_MATERIAL SUPPLIED_
^^^^^^^^^^^^^^^^

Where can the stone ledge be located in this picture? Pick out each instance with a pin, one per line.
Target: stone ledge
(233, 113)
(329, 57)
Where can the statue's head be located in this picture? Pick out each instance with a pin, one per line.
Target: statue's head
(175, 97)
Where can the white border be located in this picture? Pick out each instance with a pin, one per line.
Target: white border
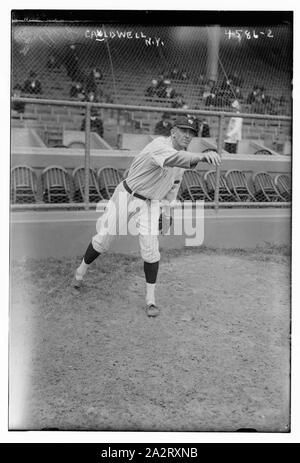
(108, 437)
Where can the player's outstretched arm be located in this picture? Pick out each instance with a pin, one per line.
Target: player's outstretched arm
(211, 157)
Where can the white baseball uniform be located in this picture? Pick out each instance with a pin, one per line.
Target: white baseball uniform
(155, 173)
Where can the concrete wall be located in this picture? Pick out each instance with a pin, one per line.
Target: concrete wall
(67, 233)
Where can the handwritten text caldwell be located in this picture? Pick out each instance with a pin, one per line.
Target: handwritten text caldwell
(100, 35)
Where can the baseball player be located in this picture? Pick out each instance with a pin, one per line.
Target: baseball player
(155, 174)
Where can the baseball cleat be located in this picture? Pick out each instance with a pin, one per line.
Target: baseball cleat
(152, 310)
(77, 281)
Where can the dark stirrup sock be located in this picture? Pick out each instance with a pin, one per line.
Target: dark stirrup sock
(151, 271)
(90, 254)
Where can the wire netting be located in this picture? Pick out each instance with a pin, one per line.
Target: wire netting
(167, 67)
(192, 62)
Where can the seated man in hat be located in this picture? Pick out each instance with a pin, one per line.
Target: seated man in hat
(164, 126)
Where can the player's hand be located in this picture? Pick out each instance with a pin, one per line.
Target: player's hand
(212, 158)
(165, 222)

^^^^^^^^^^^^^^^^

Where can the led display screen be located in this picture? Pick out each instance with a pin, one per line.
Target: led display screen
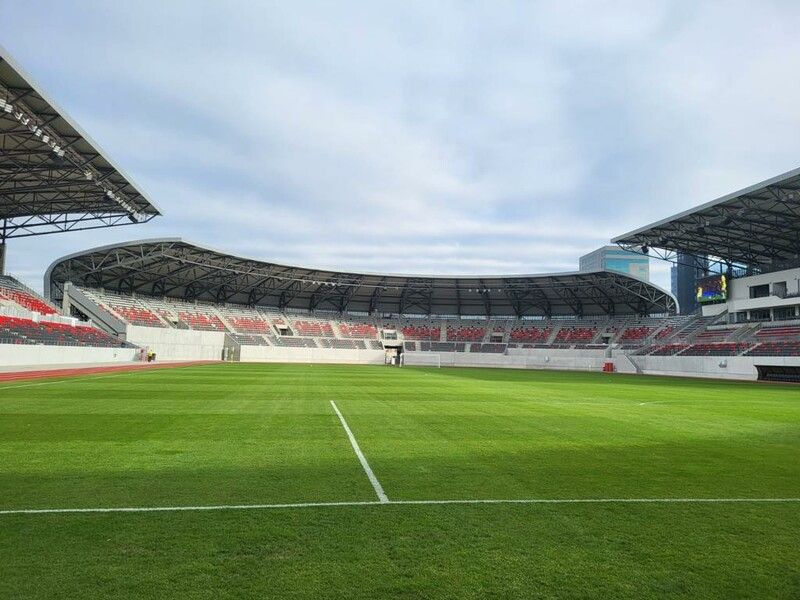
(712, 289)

^^^^^^^^^^^^^^^^

_OBJECTIVE_
Count the lines above that contain the word "border", and reply with only that number.

_TASK ANSWER_
2